>>>>

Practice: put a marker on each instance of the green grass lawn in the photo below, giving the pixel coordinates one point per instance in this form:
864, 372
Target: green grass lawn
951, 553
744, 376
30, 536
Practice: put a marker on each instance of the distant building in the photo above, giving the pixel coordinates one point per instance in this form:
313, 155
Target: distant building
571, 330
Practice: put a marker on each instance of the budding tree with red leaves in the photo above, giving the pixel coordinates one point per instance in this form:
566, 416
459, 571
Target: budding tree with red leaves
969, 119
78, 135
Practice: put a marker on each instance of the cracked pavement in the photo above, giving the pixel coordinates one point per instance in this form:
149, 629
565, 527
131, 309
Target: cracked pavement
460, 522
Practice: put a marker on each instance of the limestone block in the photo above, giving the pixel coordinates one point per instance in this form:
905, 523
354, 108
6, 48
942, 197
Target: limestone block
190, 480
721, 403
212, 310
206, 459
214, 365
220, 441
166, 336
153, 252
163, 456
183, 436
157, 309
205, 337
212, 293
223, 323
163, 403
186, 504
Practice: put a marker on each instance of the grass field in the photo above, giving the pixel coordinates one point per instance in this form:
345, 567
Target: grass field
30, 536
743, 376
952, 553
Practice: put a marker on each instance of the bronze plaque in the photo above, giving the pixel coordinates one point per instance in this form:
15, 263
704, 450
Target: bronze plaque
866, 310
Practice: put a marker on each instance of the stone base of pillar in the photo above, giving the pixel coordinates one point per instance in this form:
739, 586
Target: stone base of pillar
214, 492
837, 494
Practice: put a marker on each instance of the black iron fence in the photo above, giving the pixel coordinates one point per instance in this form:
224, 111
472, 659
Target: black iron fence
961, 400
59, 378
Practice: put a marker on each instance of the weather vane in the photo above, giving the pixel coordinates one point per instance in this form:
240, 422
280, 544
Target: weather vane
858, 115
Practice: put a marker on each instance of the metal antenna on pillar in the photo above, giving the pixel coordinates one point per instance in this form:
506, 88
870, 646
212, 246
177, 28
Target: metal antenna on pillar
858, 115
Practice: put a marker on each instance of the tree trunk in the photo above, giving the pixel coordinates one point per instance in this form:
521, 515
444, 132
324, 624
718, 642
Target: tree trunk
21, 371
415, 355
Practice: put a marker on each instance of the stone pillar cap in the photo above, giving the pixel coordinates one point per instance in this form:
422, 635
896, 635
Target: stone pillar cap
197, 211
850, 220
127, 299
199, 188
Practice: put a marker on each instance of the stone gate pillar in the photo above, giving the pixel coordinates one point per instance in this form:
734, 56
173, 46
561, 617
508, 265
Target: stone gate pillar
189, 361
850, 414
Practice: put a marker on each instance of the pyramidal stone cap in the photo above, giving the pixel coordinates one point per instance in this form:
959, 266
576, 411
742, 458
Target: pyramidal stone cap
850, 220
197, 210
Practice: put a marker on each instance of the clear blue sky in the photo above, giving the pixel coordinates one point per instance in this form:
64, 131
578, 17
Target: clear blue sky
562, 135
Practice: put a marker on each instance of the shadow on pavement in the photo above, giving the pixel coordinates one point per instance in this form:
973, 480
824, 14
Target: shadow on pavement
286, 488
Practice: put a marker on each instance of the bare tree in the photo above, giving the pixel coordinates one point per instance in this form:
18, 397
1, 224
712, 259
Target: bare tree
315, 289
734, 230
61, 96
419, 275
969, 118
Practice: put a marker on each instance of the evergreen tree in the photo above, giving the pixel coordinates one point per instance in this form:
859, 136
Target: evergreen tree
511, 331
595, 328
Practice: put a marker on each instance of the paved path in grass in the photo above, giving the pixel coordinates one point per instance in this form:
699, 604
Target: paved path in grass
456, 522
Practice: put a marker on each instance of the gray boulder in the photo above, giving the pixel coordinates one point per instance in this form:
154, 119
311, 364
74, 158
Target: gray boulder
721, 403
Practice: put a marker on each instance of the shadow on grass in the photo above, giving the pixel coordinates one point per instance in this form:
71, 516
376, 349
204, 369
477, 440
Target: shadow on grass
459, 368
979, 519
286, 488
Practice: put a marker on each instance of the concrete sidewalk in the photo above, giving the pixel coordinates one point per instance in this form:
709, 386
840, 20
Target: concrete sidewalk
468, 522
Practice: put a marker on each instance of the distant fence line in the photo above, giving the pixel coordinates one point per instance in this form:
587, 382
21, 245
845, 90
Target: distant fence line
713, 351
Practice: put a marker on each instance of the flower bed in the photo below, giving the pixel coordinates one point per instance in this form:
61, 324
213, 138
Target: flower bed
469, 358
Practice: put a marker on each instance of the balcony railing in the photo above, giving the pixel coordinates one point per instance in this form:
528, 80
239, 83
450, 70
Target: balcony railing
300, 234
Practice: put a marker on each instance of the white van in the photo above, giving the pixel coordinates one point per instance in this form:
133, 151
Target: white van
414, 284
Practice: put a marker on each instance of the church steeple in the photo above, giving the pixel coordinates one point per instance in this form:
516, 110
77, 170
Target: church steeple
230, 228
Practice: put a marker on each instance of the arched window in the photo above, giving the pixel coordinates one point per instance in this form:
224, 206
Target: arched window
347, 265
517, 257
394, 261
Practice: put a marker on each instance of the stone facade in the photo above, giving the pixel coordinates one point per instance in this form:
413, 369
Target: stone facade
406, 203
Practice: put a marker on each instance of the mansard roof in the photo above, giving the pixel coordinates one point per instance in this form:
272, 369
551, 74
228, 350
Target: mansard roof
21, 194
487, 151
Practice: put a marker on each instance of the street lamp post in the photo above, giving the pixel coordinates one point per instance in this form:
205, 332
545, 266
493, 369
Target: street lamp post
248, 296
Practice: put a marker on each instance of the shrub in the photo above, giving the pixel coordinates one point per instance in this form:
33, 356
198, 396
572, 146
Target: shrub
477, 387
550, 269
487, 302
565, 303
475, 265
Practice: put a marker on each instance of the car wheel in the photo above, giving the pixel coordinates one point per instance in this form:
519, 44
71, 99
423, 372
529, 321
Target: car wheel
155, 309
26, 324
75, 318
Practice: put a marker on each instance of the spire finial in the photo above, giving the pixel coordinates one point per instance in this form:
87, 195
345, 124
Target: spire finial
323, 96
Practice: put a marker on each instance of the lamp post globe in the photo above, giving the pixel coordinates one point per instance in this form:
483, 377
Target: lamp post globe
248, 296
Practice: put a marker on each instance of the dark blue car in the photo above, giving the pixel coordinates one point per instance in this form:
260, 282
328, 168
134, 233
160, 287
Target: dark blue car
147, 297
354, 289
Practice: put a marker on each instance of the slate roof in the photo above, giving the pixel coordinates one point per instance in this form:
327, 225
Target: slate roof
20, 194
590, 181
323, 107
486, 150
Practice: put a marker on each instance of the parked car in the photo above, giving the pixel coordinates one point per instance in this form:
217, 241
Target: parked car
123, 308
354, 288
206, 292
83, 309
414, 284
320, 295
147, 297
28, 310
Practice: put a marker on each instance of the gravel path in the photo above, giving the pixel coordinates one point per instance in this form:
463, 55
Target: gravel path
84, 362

<<<<

-- SHORT TASK --
Could you return every line of the material above, unchanged and in its original order?

-- COMPLETE OUTPUT --
Practice: put a marker on each instance of the green grass lawn in the photo below, giving the pixel coordinates one point per instance in this form:
864, 372
Target: green grass lawn
951, 553
744, 376
30, 536
Practice: put a marker on each instance of the distant building in the photo above, giving the pixel coordinates one point per instance in this form:
313, 155
Target: distant building
571, 330
Practice: put a marker on each instance of the budding tree with red leaves in the photo above, giving the pixel coordinates one point per instance in this form:
566, 416
459, 571
Target: budding tree with red leaves
969, 119
78, 135
Practice: put a marker on each instance of the cracked pavement in the photo above, giving the pixel coordinates one point per instance in this form:
149, 629
565, 527
131, 309
Target: cracked pavement
460, 522
Practice: put a marker on each instance of the limestone block in the photo above, giving the pixel coordinates one point per instance in this form:
905, 523
354, 108
6, 48
942, 197
Target: limestone block
190, 480
721, 403
212, 310
206, 459
214, 365
220, 441
166, 336
153, 252
163, 456
183, 436
157, 309
205, 337
212, 293
223, 323
163, 403
186, 504
Practice: put a marker on each instance of the grass field in the photo above, giving the pixel coordinates one point per instance in this form:
345, 567
Target: grass field
30, 536
743, 376
952, 553
Practice: put a marker on each instance of the bronze plaque in the photo above, giving the pixel coordinates one point per instance in this form:
15, 263
704, 450
Target: bronze plaque
866, 310
Practice: put a marker on each instance of the stone base of pillar in the photo above, giving the pixel coordinates one point per instance in this form:
739, 586
Target: stone base of pillar
214, 492
837, 494
Practice: put a marker on each instance of the black iron fence in the photo above, giving the pixel coordinates one point per instance in this form:
224, 111
472, 659
Target: black iron fence
961, 400
59, 378
Practice: put a marker on each instance of the weather vane in the photo above, giving the pixel coordinates one point per instance in this form:
240, 422
280, 544
Target: weather vane
858, 115
Practice: put a marker on each instance of the metal antenna on pillar in the photo above, giving the pixel coordinates one point per instance in this form:
506, 88
870, 646
212, 246
177, 28
Target: metal antenna on pillar
858, 115
Practice: put a marker on each instance of the tree trunk in the photo above, giving the pixel coordinates one point per instance in this form:
521, 515
444, 132
324, 624
718, 642
Target: tree trunk
21, 371
415, 355
Practice: put a marker on each instance of the stone pillar cap in the photo above, giving the pixel coordinates one point per instance in this form:
422, 635
896, 635
Target: stone pillar cap
197, 211
850, 220
127, 299
199, 188
Practice: put a marker on each instance of the stone gate pillar in the photo above, giving the pixel coordinates one point per instance in this form:
734, 56
173, 46
561, 617
508, 265
Target: stone gate pillar
189, 361
850, 414
Practice: put a marker on each instance of the pyramidal stone cap in the photo above, giving the pixel coordinates one point per instance in this form:
959, 266
576, 411
742, 458
Target: pyramidal stone cap
850, 220
197, 210
Practice: put a marker on each instance of the clear blue sky in the photo above, giving the pixel coordinates one point per instance in this form:
64, 131
578, 17
Target: clear blue sky
562, 135
Practice: put a marker on each instance of the shadow on pavement in the photo above, giving the pixel coordinates one point per instance in this form:
973, 480
824, 14
Target: shadow on pavement
286, 488
Practice: put a marker on each instance of the bare tree in the photo above, giving the pixel coordinates one point per instance in this form:
18, 397
1, 224
712, 259
Target: bare tree
315, 289
734, 230
61, 96
419, 275
969, 118
Practice: put a marker on each instance of the evergreen tree in the photo above, giving the pixel coordinates one point per instance in this form:
859, 136
Target: evergreen tree
511, 331
595, 328
Practice: put a marker on each instance of the paved path in grass in the photo above, giving the pixel coordinates one point per instance in this form:
699, 604
Target: paved path in grass
456, 522
Practice: put a marker on each instance of the gray boulder in the photo above, giving the pixel coordinates one point per instance in this form:
154, 119
311, 364
74, 158
Target: gray boulder
721, 403
Practice: put a marker on each instance of the shadow on grass in the photo above, giving the pixel coordinates one point per instance in this form:
71, 516
376, 349
204, 369
477, 440
Target: shadow on grass
459, 368
979, 519
286, 488
Practice: put a marker on each instance of the concrete sidewalk in the photo above, giving the pixel coordinates one point per instance in this form:
709, 386
840, 20
Target: concrete sidewalk
468, 522
Practice: put a marker on each instance of the distant fence line in the photo above, giving the pixel coordinates one point per instance in this form:
587, 382
21, 245
845, 90
Target: distant fence line
713, 351
Practice: put a marker on each instance of the flower bed in the photo below, giving the pixel coordinates one point per instance in this form:
61, 324
213, 138
Target: flower bed
469, 358
Practice: put a marker on each instance of the balcony railing in the photo above, giving the pixel coordinates one point per instance in this form:
528, 80
239, 83
450, 70
Target: balcony railing
300, 234
Practice: put a marker on each instance of the white van in the photo above, giving the pixel coordinates one point per instance in this form:
133, 151
Target: white van
414, 284
Practice: put a marker on each instance of the church steeple in the photo above, giving the pixel coordinates one point per instance in this form:
516, 110
77, 170
Target: church steeple
230, 228
Practice: put a marker on each instance of the arched window in the photo above, giving the pixel coordinates one point per instance in this form:
224, 206
Target: arched window
347, 265
517, 257
394, 261
Practice: put a marker on each instance of the stone facade in the photo above, giving the pixel coordinates one point per instance in this form:
413, 369
Target: stone facade
406, 203
Practice: put a marker on each instance of the mansard roof in the photo above, giving the pixel coordinates one point per instance in this form:
272, 369
551, 74
228, 350
Target: mansard roof
21, 194
487, 151
Practice: put a marker on each instance of the street lamp post in the photo above, giving the pixel coordinates one point per instance in this form:
205, 332
545, 266
493, 369
Target: street lamp post
248, 296
Practice: put a marker on each instance of the shrub in the photo above, giving the pixel coordinates one point per instance in this form:
33, 356
198, 396
572, 146
Target: shrub
477, 387
550, 269
487, 302
565, 303
475, 265
Practice: put a marker on each instance of the car wheel in the photo above, giving the pixel coordinates one point per instance in this form:
519, 44
71, 99
423, 372
529, 321
Target: car wheel
155, 309
26, 324
75, 318
Practice: put a marker on each instance of the spire finial in the photo above, giving the pixel coordinates one point per instance in this form:
87, 195
345, 124
Target: spire finial
323, 96
Practice: put a marker on each instance of the lamp post globe in the photo above, giving the pixel coordinates one point per instance in this form:
483, 377
Target: lamp post globe
248, 296
Practice: put a marker on each instance of the dark blue car in the photo above, giving the pixel coordinates one point per instance in this form:
260, 282
328, 168
134, 233
160, 287
Target: dark blue car
147, 297
354, 289
Practice: put a marker on each instance of the slate roof in the photo above, giving the pixel coordinates one point per instance in this form:
327, 225
Target: slate roof
20, 194
590, 181
323, 107
486, 150
Practice: put a marker on each instance of the parked car in the photo above, giving the pixel coordinates one point per instance in this form:
217, 241
Target: parked car
123, 308
354, 288
206, 292
83, 309
414, 284
320, 295
147, 297
28, 310
Practice: put a marker on each instance of the gravel path in the photo above, giving the pixel coordinates one point per instance in this form:
463, 55
Target: gravel path
84, 362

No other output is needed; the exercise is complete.